>> BEGIN

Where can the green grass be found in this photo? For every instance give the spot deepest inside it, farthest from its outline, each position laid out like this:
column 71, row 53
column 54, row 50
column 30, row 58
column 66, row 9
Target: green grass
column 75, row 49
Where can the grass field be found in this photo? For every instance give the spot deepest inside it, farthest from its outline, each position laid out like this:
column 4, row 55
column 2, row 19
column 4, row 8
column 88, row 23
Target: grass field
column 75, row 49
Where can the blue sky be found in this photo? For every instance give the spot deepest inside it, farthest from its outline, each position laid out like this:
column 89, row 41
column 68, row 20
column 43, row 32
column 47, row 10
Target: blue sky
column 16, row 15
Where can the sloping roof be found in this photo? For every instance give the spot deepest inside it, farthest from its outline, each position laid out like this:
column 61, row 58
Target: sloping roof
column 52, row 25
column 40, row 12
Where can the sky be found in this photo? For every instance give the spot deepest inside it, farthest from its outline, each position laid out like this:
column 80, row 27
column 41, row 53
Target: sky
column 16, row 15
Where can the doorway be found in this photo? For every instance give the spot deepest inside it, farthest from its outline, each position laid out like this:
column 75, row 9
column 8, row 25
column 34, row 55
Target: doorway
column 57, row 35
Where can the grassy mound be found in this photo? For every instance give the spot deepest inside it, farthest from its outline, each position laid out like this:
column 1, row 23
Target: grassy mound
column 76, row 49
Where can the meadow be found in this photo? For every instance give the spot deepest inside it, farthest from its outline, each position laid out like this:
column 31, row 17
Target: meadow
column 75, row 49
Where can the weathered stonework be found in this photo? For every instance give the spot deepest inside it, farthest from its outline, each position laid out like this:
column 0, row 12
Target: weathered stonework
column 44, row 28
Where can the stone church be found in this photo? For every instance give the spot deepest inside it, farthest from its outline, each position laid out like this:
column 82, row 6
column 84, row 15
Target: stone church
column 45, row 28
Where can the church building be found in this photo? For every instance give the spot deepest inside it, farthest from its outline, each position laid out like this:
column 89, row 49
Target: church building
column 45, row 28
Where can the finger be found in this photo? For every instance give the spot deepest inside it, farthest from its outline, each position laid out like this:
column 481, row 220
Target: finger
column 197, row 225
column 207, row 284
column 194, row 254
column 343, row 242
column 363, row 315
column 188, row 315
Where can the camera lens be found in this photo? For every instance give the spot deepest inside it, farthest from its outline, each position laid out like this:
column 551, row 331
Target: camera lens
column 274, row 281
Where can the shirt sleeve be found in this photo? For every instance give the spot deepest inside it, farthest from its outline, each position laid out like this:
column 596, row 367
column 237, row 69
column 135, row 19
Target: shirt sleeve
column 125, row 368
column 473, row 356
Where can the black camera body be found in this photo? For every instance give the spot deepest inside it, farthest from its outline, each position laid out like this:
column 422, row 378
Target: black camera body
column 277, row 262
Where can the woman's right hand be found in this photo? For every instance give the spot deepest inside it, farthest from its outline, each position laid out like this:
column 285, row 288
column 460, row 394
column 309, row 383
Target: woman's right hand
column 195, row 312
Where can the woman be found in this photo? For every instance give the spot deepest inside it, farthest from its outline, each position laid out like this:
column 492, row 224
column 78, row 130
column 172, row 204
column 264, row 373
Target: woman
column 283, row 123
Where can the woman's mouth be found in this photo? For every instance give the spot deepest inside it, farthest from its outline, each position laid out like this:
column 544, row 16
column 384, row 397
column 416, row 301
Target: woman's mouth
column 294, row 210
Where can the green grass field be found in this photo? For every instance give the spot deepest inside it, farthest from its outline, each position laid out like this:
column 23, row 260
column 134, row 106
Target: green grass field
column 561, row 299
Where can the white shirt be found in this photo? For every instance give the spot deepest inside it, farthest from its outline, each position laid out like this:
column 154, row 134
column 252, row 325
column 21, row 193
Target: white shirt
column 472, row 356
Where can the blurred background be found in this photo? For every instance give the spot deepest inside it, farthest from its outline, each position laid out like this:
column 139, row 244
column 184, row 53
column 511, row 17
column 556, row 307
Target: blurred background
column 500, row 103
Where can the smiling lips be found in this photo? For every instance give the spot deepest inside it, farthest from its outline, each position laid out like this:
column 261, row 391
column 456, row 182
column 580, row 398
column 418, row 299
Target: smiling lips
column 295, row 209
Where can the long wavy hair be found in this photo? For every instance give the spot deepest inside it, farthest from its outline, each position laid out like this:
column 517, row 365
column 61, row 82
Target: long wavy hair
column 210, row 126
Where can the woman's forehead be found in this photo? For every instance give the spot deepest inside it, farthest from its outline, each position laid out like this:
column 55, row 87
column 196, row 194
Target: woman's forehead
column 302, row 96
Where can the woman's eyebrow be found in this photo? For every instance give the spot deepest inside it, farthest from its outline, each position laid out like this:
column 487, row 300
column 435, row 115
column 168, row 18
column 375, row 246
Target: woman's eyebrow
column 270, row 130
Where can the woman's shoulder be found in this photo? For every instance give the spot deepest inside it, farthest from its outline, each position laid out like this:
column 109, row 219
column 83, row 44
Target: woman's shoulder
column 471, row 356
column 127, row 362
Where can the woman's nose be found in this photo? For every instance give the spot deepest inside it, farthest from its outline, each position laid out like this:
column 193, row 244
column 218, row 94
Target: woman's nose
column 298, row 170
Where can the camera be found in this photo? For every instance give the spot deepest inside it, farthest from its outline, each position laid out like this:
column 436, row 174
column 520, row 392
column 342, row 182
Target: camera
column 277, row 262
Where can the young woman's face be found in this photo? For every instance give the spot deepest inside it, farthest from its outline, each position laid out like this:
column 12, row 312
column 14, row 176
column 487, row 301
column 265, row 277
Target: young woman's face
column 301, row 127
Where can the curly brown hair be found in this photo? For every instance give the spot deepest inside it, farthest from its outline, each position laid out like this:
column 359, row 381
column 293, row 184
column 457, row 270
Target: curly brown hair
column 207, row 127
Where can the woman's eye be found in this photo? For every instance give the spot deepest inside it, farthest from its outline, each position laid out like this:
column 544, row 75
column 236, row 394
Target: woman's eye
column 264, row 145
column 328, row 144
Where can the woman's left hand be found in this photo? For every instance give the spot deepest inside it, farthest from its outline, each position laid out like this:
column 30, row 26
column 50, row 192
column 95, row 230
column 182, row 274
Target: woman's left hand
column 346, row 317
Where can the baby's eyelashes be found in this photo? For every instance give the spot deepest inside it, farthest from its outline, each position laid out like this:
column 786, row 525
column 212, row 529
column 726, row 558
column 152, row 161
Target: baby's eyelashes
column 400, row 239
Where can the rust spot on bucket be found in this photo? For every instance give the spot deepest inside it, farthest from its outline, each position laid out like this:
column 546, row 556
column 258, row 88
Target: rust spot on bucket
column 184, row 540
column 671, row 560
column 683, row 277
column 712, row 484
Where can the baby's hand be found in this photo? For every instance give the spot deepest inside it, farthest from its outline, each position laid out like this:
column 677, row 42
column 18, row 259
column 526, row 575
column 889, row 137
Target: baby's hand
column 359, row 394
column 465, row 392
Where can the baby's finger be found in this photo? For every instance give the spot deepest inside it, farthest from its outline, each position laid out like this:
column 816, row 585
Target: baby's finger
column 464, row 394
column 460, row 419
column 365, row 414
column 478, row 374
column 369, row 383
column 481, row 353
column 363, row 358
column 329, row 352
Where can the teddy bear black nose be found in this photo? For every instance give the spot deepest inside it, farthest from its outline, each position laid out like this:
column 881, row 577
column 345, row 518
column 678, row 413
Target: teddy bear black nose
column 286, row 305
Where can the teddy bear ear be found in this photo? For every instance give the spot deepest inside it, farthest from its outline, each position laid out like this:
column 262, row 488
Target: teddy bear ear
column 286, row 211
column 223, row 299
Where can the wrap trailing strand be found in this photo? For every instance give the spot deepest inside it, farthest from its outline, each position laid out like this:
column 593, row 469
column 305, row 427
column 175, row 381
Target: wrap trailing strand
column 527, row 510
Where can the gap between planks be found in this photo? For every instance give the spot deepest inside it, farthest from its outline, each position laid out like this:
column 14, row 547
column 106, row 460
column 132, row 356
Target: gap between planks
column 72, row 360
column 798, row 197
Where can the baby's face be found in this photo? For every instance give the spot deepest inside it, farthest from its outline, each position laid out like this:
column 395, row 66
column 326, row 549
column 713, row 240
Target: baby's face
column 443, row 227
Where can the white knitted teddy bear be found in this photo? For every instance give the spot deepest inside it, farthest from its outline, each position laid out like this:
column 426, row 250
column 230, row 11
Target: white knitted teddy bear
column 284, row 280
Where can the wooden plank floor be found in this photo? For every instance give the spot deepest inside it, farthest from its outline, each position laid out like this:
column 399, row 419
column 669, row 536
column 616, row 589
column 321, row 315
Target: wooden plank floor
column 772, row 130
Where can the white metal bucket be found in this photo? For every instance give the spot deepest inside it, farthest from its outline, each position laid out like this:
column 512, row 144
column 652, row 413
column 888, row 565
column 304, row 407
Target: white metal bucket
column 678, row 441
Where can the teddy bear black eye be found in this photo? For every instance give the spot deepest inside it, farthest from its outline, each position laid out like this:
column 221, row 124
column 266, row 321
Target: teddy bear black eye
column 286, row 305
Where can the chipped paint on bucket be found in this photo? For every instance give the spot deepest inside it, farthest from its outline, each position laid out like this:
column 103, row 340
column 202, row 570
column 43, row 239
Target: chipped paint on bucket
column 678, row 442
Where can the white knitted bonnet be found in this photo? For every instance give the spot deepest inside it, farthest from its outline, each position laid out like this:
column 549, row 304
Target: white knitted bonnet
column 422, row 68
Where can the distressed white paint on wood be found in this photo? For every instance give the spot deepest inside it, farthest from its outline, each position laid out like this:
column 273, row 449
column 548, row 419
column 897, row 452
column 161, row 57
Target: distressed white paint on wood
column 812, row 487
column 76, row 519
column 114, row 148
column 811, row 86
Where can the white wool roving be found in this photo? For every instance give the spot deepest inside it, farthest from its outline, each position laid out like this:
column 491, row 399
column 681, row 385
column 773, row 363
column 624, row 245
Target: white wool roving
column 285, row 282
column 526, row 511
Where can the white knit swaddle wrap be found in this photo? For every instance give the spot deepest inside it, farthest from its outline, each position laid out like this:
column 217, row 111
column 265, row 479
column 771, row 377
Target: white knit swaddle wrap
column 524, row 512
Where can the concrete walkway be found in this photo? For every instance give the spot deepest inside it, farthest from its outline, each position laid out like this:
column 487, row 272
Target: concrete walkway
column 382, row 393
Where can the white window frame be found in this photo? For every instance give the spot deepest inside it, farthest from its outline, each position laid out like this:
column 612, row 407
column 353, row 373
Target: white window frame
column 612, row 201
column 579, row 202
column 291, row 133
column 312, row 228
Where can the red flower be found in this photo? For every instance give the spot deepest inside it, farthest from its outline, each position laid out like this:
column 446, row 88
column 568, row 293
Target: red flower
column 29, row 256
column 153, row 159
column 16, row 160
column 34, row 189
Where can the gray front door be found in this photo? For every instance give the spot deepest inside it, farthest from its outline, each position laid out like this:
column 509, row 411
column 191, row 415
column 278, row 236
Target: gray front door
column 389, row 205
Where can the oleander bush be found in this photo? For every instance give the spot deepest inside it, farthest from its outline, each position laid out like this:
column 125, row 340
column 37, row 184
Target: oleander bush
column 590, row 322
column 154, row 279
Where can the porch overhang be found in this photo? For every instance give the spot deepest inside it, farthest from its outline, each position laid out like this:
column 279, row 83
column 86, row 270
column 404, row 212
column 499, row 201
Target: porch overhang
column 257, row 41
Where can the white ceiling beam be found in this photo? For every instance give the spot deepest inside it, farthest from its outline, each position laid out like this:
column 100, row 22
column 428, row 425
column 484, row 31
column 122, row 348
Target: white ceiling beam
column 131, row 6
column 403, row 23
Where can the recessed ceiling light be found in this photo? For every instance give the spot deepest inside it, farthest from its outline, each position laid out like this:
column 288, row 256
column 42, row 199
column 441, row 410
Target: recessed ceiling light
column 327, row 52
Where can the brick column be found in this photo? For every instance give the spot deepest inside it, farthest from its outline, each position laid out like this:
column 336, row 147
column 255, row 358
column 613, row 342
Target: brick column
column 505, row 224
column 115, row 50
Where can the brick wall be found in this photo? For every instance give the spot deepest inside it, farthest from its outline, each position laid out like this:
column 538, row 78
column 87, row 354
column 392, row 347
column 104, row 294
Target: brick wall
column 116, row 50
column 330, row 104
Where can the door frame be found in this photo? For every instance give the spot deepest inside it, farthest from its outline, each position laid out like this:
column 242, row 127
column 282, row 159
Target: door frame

>> END

- **Written exercise**
Copy the stretch of the material from the line containing "Where can the white wool" through the line containing "column 312, row 228", keeping every line character for character with both end lines included.

- **Answer for the task**
Where can the white wool roving be found in this photo? For every instance give the spot deepest inside it, farthest from its outline, each position laid out like this:
column 491, row 399
column 681, row 385
column 773, row 363
column 624, row 245
Target: white wool roving
column 285, row 282
column 526, row 511
Where can the white knit swaddle wrap be found in this photo? For every instance give the spot deepest inside it, farthest from its outline, each position laid out like this:
column 217, row 111
column 265, row 479
column 771, row 377
Target: white knit swaddle wrap
column 524, row 512
Where can the concrete walkway be found in this photo? For every instance give the spot deepest inside it, farthest from its outline, each position laid out like this:
column 487, row 272
Target: concrete walkway
column 382, row 393
Where can the white window frame be found in this photo? For every instance give the spot deepest inside it, farthest from its outline, each position laid out like this:
column 612, row 407
column 353, row 373
Target: white window frame
column 612, row 201
column 579, row 202
column 291, row 133
column 312, row 228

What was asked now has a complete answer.